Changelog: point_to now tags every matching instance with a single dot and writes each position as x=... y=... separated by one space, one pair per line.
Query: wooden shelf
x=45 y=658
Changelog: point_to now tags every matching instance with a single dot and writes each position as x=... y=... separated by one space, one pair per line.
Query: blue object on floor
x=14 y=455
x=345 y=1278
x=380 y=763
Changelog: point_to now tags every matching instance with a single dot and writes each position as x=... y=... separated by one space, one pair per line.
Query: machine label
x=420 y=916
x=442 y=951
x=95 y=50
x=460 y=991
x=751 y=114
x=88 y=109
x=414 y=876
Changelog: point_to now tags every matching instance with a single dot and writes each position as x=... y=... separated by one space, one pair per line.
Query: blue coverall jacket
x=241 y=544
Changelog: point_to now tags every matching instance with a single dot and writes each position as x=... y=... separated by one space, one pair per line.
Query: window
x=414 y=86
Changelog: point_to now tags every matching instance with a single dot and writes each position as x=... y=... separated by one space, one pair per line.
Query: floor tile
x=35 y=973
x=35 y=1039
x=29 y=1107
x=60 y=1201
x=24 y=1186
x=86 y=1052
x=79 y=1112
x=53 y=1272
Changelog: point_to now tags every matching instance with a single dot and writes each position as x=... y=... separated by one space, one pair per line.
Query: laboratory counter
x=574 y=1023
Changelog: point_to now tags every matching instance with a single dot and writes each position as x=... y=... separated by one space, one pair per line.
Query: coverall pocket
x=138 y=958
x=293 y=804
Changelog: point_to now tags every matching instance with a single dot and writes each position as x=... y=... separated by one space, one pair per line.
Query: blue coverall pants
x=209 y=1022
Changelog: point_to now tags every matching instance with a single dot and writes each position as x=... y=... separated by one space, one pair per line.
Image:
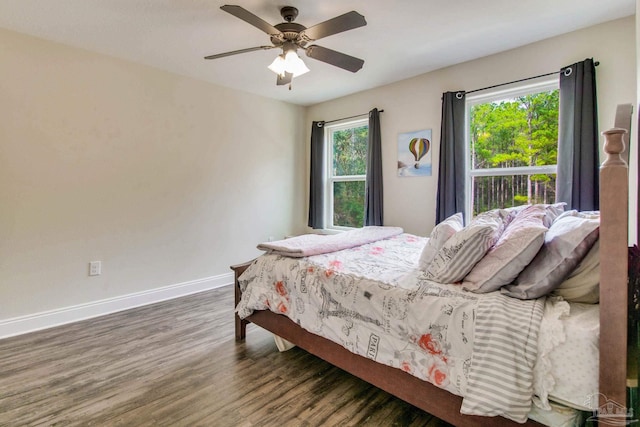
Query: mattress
x=441 y=352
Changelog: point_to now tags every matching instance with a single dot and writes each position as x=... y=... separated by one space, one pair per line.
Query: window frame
x=483 y=97
x=329 y=178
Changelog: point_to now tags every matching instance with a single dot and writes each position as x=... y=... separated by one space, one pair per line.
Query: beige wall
x=169 y=180
x=164 y=179
x=415 y=103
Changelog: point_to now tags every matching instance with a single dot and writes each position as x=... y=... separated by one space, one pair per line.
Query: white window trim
x=512 y=91
x=329 y=179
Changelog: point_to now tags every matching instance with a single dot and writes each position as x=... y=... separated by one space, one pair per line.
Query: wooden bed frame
x=446 y=406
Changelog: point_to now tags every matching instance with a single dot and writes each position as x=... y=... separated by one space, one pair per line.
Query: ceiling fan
x=291 y=36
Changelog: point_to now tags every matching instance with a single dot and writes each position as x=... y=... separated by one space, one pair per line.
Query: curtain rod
x=517 y=81
x=351 y=117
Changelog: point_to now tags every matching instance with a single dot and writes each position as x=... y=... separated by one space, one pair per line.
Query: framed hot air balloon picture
x=414 y=153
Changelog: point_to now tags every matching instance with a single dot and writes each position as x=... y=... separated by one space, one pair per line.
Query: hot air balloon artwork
x=414 y=153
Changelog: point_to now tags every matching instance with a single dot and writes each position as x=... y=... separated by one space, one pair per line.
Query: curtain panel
x=316 y=185
x=577 y=181
x=451 y=172
x=373 y=209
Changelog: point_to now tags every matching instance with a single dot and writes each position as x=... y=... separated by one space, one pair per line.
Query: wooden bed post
x=240 y=324
x=614 y=207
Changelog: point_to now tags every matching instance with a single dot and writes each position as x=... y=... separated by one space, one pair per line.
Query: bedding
x=314 y=244
x=566 y=243
x=372 y=300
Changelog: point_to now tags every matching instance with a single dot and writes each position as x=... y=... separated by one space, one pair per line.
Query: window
x=346 y=174
x=512 y=147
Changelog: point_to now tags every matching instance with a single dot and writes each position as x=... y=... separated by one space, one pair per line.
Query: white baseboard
x=48 y=319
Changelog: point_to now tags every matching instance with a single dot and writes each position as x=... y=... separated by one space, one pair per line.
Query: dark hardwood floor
x=176 y=363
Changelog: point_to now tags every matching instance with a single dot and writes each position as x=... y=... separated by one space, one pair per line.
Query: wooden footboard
x=423 y=395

Direction:
Without the pictures, retype the whole of the material above exactly.

Correct output:
Changelog: point_to now tags every matching instance with a single dot and writes each position as x=... y=... separated by one space, one pair per line.
Query: wooden shelf
x=45 y=658
Changelog: point_to now tags every matching instance with a single dot and writes each position as x=... y=... separated by one space, one pair per line.
Query: blue object on floor
x=14 y=455
x=345 y=1278
x=380 y=763
Changelog: point_to now tags every matching instance with a single dot and writes each position as x=... y=... separated by one space, one pair per line.
Query: machine label
x=420 y=916
x=442 y=951
x=95 y=50
x=460 y=991
x=751 y=114
x=88 y=109
x=414 y=876
Changelog: point_to now tags every matching instance with a single dot and writes each position as x=... y=... separated by one space, one pair per line.
Query: blue coverall jacket
x=241 y=544
Changelog: point_to now tags every matching instance with a single dot and writes each position as x=... y=... separated by one space, one pair per line.
Query: window
x=414 y=86
Changelog: point_to now tags every matching instance with a single dot and writes each position as x=... y=... separated by one space, one pair per line.
Query: floor tile
x=35 y=973
x=35 y=1039
x=29 y=1107
x=60 y=1201
x=24 y=1186
x=86 y=1052
x=79 y=1112
x=53 y=1272
Changelog: point_to now tags every matching instance with a single dot and writes each position as x=... y=... separated by one space, one pair per line.
Query: laboratory counter
x=574 y=1023
Changelog: point_to now tags every matching instance with a single dot and writes each position as x=... y=... separated by one space, one pair per line.
Query: coverall pocket
x=138 y=958
x=293 y=804
Changelog: point_to now tags every matching instance with a single dot and writes each position as x=... y=... separated by one space, one pair per line.
Query: blue coverall pants
x=209 y=1022
Changelog: point_to now tags every matching instance with a single dot and writes each position as x=... y=... separated by one space, one pair per line.
Image:
Query: mattress
x=441 y=352
Changelog: point_to now tags every matching instance with a single dot and writes each position as x=... y=... separated by one space, one pair per line.
Query: window frame
x=483 y=97
x=329 y=178
Changelog: point_to now tags every matching instance with a single dot and writes each position as x=... y=... separated by one space, one pair per line.
Query: beige wall
x=169 y=180
x=164 y=179
x=415 y=103
Changelog: point_to now tags every matching instance with a single dot and writes each position as x=... y=... separated by one space, one pair per line.
Query: white window trim
x=512 y=91
x=329 y=179
Changelog: point_to now tags every matching instance with a single dot and writes each position as x=... y=... separated by one space, one pair per line.
Query: wooden bed frame
x=446 y=406
Changelog: point_to now tags every matching instance with a single dot and writes each position as x=... y=... separated by one space, one pair per line.
Query: ceiling fan
x=291 y=36
Changelog: point_to now tags every matching instance with a single dot and writes each position as x=... y=... separated by one space, one pair per line.
Query: curtain rod
x=517 y=81
x=351 y=117
Changelog: point_to now tags every matching instance with a single dot and writes each position as x=... y=... separated by one space, one pair per line.
Query: framed hot air balloon picture
x=414 y=153
Changelog: point_to now tags every matching instance with a single dot and writes each position as x=... y=... separated by one space, one pair per line.
Query: hot air balloon artwork
x=414 y=153
Changelog: point_to now tags every matching instance with a single dot and writes each position as x=... y=... separated by one space, one pair per line.
Query: curtain panel
x=316 y=185
x=577 y=181
x=451 y=172
x=373 y=209
Changelog: point_to now tags every matching instance with a single dot and writes each position as x=... y=... separated by one space, one pair per line.
Query: wooden bed post
x=240 y=324
x=614 y=207
Changelog: point_to now tags every matching instance with a single dot and writes each position as x=... y=... separated by one space, one pair per line.
Query: bedding
x=314 y=244
x=566 y=243
x=372 y=300
Changelog: point_to now tags every matching instance with a single dot and writes each position as x=... y=... separated by one space, one pair per line.
Query: window
x=346 y=174
x=512 y=147
Changelog: point_to now tags every matching instance with a single dot and writes each position as x=... y=... separated by one space, one pair per line.
Query: white baseboard
x=48 y=319
Changelog: point_to now tags every matching instance with a single dot and writes each position as x=... y=... separated by one space, one pair per line.
Query: dark hardwood floor
x=176 y=363
Changelog: point_to now tags every matching instance with a single dot and writes each position as x=... y=... separated by one space, one pair per line.
Query: wooden footboard
x=423 y=395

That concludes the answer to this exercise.